▶ [Recorded information]
— start —
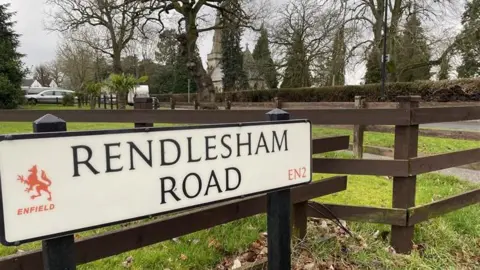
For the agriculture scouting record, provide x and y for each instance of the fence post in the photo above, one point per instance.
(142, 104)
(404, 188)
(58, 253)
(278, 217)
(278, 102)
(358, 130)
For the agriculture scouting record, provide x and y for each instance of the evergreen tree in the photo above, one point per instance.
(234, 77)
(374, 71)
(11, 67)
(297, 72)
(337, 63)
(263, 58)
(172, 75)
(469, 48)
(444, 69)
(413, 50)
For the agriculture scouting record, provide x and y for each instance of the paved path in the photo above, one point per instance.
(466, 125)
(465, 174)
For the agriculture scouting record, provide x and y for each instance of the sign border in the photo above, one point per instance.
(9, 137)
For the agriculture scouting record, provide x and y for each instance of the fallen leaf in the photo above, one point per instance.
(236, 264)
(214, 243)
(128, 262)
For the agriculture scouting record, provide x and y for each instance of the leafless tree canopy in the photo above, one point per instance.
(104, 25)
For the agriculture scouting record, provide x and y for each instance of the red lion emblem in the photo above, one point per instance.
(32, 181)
— end —
— start —
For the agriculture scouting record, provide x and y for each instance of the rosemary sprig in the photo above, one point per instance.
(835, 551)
— end —
▶ [Brief] Locate each line above that contains the word "tree", and copy those lines in full.

▶ [Final answer]
For the agriculture scouting record, provide x and y for each instance of the evergreen tree in the photo above, one point per instance.
For the agriculture scouting record, provide x and y for each instance of the leafless tree canopy in the photo above, one point per instance.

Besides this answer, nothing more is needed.